__Yapılacak İşler__
[a] Hidayet konulu metinde hidayet nasıl tanımlanıyor?
[b] Hidayet konulu metni kaldığı yerden alıp sürdürün.

__Verilen Metin__

------------------------------------

Hidayet nasip işi midir; iman etmek insanın elinde midir?
- Hidayetin yalnızca Allah'tan olması ne manaya gelir?
- Allah'ın kula hidayet etmesi için kulun ne yapması lazım gelir?
Değerli kardeşimiz,
Hidayet (iman), kulun iradesini kullanmasından sonra, Allah'ın o kulun kalbine koyduğu bir nurdur.
Hayır ve şerrin Allah’tan olması cihetiyle, insanları hidayete erdiren ve dalalete düşüren ancak Odur. İnsanlar birbirinin hidayet ve dalaletine sadece sebep olurlar. Hidayet ve dalaleti Cenab-ı Hakk'ın yaratmasını yanlış anlayan bazı kimseler, “Hidayet Allah’tandır, o nasip etmedikten sonra insan doğru yola giremez.” diyerek, hem başkalarını ikaz ve irşat etme yolunu kapatmakta, hem de kendilerini kusurlarında mazur göstermek istemektedirler.
Önce şunu belirtelim. Cenab-ı Hakk'ın dilediğine hidayet buyurması caizdir. İnsanları saadete erdiren ve şekavete düşüren ancak o dur. Lakin yüce Rabbimizin bir kulunda dalalet yaratması, o kulun kendi cüzi iradesini kötüye kullanması sebebiyledir. Yoksa, kul kendi kabiliyetini dalalet yoluna yöneltmedikçe, Cenab-ı Hak onu o yola sevk etmez. Aynı durum hidayet için de söz konusudur. Nasıl ki insan rızık için gerekli bütün teşebbüsleri yaptıktan ve sebeplere başvurduktan sonra neticeyi Allah’tan bekler. Zira Rezzak (rızık verici) ancak Odur.
İnsan, sebepleri mükemmel bir şekilde yerine getirmekle, rızkı elde etmeğe muhakkak gözüyle bakamaz. Aynen öyle de bir kimseye Allah’ın emir ve yasaklarını en güzel bir şekilde tebliğ eden insan, neticeye kesin gözüyle bakamaz. Zira, Hadi (hidayete erdirici) ancak Odur.
Allah’ın dilediğine hidayet vermesi ise, hidayet şartlarına riayet eden kimseye, dilerse hidayet vermesi demektir. Yoksa, “hidayet için gerekli hiçbir sebebe riayetin gerekmediği” manasına gelmez. Bu düşünce tarzı rızık misalinde, tarlaya tohum ekmeden mahsul beklemeğe benzer.
Bu noktada bir hususun açıklanması gerekmektedir. Tarlasına tohum ekemeyen kimsenin mahsul alamayacağı kesindir. Her sebebe hakkıyla riayet eden kimse ise yüzde doksan dokuz ihtimalle mahsule kavuşur. Yüzde bir ihtimal ile dolu, sel, kuraklık gibi bir musibet söz konusu olabilir. İşte, az da olsa netice alamama ihtimalinin bulunması insanın dergah-ı ilahiye ye iltica etmesi ve o'na yalvarması hikmetine binaendir. Bu misal ile izah ettiğimiz hakikat, hidayet meselesi için de söz konusudur.

------------------------------------

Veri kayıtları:
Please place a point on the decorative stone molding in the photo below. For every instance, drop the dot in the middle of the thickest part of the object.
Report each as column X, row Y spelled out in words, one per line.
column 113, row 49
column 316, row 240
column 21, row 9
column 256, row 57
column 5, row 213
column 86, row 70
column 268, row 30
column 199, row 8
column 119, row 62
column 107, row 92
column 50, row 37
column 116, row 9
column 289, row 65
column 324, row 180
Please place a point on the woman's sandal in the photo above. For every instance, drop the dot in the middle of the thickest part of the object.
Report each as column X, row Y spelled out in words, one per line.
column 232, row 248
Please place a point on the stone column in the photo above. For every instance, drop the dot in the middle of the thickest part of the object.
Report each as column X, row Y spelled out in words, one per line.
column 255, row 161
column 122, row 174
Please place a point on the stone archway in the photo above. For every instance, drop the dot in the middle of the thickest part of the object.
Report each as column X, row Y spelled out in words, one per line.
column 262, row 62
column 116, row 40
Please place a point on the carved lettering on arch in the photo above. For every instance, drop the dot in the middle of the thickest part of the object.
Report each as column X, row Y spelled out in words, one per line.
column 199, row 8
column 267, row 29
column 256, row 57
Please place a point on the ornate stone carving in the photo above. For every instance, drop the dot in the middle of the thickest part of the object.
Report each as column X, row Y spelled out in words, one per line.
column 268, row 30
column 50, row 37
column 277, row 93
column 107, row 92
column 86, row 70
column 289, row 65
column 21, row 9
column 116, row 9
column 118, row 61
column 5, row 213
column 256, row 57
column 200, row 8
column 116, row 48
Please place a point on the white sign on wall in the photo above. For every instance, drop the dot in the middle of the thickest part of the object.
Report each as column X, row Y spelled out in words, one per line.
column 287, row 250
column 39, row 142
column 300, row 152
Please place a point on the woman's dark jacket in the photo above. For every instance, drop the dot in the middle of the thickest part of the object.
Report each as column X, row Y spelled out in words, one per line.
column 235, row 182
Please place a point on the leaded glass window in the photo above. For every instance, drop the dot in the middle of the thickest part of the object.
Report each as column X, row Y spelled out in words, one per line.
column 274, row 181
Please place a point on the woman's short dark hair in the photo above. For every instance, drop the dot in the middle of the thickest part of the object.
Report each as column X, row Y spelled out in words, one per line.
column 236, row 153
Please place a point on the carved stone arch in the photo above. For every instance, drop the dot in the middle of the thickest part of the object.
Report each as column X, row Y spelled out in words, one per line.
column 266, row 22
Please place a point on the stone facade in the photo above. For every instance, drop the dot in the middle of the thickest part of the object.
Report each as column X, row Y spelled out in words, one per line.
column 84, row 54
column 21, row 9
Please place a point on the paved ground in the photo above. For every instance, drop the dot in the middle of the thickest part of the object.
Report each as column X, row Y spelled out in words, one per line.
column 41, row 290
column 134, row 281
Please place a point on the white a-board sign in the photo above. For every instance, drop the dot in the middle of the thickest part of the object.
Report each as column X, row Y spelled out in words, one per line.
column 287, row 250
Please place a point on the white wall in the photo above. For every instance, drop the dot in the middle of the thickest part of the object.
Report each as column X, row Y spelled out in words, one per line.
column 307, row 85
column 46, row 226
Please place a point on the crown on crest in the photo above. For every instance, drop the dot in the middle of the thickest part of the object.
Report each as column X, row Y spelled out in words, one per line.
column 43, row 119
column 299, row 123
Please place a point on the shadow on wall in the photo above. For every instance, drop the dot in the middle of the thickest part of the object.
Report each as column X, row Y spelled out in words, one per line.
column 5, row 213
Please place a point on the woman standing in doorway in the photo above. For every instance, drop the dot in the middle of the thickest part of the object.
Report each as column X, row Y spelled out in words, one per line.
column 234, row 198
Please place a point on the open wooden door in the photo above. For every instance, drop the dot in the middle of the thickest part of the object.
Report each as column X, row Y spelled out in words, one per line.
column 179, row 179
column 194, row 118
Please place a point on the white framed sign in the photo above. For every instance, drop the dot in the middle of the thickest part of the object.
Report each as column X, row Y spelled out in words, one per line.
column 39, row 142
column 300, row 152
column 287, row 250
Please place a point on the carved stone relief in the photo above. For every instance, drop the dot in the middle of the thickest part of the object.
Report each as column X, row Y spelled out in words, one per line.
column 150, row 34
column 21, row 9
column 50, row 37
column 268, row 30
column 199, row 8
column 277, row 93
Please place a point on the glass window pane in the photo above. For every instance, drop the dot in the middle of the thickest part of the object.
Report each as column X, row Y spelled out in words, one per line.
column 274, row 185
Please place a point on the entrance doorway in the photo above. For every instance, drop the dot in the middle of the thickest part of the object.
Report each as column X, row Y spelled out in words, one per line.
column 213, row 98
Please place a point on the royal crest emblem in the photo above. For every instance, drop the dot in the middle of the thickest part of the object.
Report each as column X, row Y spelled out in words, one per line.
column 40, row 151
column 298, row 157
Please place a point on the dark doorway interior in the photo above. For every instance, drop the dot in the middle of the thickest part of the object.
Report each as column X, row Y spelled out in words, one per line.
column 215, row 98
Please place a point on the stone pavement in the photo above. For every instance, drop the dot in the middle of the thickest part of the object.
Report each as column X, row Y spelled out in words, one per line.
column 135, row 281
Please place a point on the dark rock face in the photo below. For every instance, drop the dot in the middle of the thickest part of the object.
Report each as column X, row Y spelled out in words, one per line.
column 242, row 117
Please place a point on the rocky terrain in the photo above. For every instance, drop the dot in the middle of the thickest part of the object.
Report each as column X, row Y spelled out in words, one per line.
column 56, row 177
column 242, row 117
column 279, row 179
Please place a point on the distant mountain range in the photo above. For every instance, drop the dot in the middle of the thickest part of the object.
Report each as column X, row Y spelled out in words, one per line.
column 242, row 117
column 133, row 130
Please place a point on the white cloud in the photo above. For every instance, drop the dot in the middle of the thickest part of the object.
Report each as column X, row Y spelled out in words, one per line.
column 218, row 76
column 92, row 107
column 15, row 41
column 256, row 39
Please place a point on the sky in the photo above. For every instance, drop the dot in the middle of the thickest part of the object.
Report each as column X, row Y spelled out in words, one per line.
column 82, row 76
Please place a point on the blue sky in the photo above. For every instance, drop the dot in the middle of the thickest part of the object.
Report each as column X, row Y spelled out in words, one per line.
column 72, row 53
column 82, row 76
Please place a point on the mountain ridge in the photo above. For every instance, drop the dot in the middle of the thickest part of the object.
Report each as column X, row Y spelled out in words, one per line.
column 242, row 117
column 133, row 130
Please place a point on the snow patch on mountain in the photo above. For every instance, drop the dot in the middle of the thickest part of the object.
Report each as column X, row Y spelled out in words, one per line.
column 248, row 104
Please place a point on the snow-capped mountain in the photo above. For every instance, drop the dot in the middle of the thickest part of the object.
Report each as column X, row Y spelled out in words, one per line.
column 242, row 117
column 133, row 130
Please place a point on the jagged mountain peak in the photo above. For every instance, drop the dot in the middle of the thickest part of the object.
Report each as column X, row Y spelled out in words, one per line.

------------------------------------

__Görev Sonuçları__
[a] Hidayet, kulun iradesini kullanmasından sonra Allah'ın o kulun kalbine koyduğu bir nurdur.

[b]
- Hidayet Allah’ın elinde ise, dalalete gidenlerin suçu ne?
Hidayet: “Doğru yolu göstermek. İrşat etmek. Rehberlik yapmak, hakkı hak, bâtılı bâtıl görüp doğru yola girmek, bâtıldan ve dalâletten uzaklaşmak.”
Geçenlerde yanıma iki genç geldi. Arkadaşlarıyla yaptıkları bir münakaşadan söz ederek bana bir soru sordular. Soru kadere dairdi. Yine aynı dar düşünce ve yine aynı kısır çekişme... Zihin bulandırmayı meslek edinen ve bulanık suda balık avlamak isteyenler, yine cehalet postuna bürünmüşler, yine kasıtlarını gizlemeyi ustaca başarmışlar ve işte bu iki gencin kafalarını iyice karıştırmışlardı. Nereden duymuşlar, kimden öğrenmişlerse, Kur’an-ı Kerim’de, Allah’ın dilediğini hidayete (doğru yola) erdirip, dilediğini dalalete (sapıklığa) düşürdüğüne dair âyetler bulunduğundan söz etmişler ve insan iradesini inkâra kalkışmışlardı.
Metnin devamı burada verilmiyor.